--- Start DATA ROWS ---

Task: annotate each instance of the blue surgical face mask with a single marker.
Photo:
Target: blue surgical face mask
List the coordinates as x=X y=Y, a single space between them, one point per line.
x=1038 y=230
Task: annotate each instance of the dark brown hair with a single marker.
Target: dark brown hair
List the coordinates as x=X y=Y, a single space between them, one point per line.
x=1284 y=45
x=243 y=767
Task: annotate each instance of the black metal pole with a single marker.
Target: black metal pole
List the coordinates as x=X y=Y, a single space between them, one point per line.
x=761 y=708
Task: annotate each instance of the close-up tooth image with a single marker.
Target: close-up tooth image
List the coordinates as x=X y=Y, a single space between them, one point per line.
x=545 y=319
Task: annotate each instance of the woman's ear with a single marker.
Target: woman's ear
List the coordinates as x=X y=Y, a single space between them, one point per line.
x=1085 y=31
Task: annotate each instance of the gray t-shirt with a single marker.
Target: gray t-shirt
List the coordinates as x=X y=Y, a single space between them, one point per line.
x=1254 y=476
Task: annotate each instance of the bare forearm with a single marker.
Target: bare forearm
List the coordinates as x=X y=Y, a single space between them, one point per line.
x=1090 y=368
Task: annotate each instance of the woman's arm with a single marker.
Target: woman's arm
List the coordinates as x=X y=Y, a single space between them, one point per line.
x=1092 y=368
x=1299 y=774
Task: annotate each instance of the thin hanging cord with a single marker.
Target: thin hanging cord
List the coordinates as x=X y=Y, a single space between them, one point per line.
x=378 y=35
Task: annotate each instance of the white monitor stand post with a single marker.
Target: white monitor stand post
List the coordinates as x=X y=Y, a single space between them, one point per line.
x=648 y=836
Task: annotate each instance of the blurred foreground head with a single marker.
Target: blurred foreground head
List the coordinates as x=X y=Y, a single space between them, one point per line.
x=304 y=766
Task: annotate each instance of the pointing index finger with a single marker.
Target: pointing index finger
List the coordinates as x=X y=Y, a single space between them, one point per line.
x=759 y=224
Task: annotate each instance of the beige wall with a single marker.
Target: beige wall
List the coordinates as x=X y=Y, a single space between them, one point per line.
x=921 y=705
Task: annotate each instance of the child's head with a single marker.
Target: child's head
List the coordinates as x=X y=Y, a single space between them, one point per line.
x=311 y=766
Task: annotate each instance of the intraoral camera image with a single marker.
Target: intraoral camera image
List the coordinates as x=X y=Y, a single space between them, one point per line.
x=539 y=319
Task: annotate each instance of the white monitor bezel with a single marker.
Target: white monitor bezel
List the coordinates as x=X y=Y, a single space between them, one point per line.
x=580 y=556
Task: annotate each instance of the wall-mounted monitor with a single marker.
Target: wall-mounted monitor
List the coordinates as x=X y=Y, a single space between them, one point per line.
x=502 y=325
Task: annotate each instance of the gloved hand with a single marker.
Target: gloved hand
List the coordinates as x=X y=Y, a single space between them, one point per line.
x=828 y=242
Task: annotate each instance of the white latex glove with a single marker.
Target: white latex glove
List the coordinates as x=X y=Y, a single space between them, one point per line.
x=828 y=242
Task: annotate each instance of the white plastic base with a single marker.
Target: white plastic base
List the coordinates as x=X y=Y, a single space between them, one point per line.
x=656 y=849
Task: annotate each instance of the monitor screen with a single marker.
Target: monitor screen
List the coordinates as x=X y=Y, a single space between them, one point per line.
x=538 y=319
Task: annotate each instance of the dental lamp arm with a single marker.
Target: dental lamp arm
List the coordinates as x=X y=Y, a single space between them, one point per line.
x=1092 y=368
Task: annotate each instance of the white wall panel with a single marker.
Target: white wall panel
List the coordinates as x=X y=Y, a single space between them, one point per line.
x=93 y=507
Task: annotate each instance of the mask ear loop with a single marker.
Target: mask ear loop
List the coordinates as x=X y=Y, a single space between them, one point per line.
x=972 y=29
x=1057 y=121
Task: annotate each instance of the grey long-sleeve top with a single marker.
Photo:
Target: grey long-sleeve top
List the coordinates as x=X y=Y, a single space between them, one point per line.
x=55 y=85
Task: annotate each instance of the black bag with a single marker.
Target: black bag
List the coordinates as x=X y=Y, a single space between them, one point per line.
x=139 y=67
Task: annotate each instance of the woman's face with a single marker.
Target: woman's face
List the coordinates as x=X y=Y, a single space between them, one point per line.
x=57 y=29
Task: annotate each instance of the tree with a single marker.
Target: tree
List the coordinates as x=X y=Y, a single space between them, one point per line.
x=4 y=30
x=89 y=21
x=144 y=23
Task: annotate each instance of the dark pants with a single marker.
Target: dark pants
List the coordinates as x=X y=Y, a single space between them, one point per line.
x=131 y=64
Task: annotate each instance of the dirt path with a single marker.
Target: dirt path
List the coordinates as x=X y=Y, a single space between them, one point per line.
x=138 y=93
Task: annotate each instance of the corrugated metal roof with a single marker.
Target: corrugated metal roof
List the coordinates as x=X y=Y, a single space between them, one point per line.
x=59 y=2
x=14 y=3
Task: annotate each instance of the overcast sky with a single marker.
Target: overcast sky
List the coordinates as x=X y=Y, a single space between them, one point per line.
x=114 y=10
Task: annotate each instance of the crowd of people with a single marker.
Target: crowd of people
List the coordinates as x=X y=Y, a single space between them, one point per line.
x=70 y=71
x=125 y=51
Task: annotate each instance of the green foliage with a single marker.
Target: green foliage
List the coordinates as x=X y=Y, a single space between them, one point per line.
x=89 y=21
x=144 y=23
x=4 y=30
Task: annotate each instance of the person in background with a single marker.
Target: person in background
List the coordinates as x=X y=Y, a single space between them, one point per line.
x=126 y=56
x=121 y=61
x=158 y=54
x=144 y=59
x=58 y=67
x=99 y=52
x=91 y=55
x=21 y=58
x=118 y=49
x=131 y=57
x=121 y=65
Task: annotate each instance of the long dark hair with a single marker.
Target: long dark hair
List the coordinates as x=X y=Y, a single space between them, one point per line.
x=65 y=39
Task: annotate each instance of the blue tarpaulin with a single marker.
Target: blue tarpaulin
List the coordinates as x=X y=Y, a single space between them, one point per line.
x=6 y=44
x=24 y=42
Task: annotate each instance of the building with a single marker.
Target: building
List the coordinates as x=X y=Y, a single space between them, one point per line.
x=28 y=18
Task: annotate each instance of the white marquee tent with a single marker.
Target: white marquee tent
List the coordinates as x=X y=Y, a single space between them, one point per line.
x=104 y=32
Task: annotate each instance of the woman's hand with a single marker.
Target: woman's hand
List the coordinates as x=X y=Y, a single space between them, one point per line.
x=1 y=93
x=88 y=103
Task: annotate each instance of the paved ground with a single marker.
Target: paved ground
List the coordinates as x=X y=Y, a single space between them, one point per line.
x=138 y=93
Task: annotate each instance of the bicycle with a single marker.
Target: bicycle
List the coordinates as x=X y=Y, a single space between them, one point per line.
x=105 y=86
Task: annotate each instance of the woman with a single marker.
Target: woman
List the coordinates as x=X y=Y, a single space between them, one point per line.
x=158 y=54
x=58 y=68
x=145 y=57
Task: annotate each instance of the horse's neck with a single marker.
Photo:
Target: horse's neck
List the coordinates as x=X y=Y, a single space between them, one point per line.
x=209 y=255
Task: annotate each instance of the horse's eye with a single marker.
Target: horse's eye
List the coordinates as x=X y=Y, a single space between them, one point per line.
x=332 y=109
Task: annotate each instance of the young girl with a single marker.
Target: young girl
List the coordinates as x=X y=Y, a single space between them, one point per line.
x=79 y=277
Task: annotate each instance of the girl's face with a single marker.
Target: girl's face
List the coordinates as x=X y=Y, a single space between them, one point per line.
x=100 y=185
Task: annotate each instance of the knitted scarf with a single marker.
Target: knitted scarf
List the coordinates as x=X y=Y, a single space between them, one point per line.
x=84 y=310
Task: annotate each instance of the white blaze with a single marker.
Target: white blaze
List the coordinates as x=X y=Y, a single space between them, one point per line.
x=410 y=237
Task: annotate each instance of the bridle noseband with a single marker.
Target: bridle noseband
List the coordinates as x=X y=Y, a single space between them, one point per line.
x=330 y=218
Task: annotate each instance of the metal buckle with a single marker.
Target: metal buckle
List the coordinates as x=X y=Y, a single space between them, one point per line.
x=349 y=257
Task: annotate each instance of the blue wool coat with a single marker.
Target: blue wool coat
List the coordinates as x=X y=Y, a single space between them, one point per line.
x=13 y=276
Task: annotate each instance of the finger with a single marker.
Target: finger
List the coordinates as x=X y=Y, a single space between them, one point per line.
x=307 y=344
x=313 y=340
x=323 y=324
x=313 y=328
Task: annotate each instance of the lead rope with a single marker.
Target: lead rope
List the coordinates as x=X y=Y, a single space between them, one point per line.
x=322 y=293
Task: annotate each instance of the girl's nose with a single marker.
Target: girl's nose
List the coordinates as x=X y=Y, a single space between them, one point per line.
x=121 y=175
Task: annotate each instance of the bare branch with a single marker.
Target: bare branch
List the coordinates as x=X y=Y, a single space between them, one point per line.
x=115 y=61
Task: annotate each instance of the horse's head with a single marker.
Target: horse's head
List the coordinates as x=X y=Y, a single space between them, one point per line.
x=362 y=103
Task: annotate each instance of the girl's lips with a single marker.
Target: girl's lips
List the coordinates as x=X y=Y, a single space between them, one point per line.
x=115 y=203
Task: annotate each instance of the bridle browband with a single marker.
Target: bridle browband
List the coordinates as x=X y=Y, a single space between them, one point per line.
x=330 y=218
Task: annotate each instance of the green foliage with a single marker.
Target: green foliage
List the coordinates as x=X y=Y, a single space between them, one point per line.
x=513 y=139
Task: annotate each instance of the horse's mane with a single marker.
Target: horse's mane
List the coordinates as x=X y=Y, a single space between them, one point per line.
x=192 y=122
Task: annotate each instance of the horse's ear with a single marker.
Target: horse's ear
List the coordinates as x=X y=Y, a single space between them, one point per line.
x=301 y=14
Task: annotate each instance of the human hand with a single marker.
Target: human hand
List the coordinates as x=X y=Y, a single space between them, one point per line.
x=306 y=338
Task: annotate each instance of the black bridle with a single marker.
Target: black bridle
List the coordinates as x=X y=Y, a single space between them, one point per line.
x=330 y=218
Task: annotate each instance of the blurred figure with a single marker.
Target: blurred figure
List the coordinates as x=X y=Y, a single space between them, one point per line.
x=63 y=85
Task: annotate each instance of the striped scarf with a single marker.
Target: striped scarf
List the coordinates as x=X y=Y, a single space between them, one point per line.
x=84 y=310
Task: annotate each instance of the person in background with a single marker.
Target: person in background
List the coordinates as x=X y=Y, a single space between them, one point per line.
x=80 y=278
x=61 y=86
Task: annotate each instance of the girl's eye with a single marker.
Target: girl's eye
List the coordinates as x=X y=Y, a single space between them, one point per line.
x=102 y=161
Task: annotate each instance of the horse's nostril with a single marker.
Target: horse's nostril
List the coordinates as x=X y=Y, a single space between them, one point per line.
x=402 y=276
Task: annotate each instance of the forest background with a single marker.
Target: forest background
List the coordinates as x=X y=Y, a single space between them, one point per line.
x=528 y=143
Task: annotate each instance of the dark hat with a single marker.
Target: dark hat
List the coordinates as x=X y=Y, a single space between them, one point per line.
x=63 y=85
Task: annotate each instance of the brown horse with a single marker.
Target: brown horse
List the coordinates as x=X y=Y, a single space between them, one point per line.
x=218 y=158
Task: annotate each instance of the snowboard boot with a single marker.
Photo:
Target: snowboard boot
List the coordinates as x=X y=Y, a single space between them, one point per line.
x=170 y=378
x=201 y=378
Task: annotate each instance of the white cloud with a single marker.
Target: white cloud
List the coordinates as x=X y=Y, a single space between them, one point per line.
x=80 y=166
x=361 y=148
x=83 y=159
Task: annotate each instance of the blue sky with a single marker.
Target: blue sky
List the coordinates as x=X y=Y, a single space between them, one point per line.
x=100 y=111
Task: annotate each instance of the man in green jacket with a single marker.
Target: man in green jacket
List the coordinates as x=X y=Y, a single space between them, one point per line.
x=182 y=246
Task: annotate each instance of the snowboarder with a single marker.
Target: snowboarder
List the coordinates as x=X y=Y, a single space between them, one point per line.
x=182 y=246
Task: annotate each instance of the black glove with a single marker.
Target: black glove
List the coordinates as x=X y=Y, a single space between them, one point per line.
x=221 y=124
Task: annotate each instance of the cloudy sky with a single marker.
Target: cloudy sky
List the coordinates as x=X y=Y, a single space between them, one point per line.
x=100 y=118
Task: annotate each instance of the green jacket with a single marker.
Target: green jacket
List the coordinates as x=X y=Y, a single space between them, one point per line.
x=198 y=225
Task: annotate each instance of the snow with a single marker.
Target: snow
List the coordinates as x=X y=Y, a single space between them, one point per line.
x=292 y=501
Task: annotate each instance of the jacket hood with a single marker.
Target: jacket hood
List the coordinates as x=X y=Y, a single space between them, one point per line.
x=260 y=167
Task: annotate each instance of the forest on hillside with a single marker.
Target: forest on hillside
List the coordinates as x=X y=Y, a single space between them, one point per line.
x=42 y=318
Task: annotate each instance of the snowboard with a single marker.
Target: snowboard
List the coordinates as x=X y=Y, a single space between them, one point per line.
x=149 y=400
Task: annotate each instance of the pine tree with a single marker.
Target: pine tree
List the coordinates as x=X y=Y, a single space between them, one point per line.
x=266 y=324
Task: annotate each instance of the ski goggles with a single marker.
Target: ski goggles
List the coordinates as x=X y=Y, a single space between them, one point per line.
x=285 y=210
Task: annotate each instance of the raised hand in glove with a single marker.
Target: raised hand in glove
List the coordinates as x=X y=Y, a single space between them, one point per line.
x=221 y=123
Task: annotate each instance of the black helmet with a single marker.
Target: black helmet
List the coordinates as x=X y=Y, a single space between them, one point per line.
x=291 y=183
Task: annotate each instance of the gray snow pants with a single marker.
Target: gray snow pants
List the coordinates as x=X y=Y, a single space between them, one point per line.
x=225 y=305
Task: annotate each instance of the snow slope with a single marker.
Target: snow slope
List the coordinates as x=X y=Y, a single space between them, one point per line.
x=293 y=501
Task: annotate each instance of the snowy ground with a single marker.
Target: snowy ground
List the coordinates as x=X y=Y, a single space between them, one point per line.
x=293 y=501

--- End DATA ROWS ---

§ **WHAT YOU ARE ASKED TO DO**: Convert the entries between the line containing "Task: annotate each instance of the cloudy" and the line containing "x=266 y=324", inclusive, into a two-column CSV with the header instruction,points. Give one row per entry, placing its text and its answer each in a single quoted field with line breaks replaced by spaces.

§ **ANSWER IN FULL**:
instruction,points
"Task: annotate each instance of the cloudy sky with a single marker. Target: cloudy sky List the coordinates as x=X y=Y, a single space between them, one point per line.","x=100 y=118"
"Task: annotate each instance of the green jacket with a single marker. Target: green jacket List the coordinates as x=X y=Y, a single space between them, one point per line.","x=198 y=225"
"Task: annotate each instance of the snow with a single marker. Target: snow List the coordinates as x=X y=Y, a single space between them, one point per line.","x=292 y=501"
"Task: annotate each instance of the jacket hood with a single marker. Target: jacket hood List the coordinates as x=X y=Y, a single space between them, one point per line.","x=260 y=167"
"Task: annotate each instance of the forest on hillside with a single marker. Target: forest on hillside List the coordinates as x=X y=Y, a single space between them, one point per line.","x=42 y=318"
"Task: annotate each instance of the snowboard with a single marker. Target: snowboard List the coordinates as x=X y=Y, a single space between them, one point per line.","x=149 y=400"
"Task: annotate each instance of the pine tree with a single marker. Target: pine tree List the coordinates as x=X y=Y, a single space between them, one point per line.","x=266 y=324"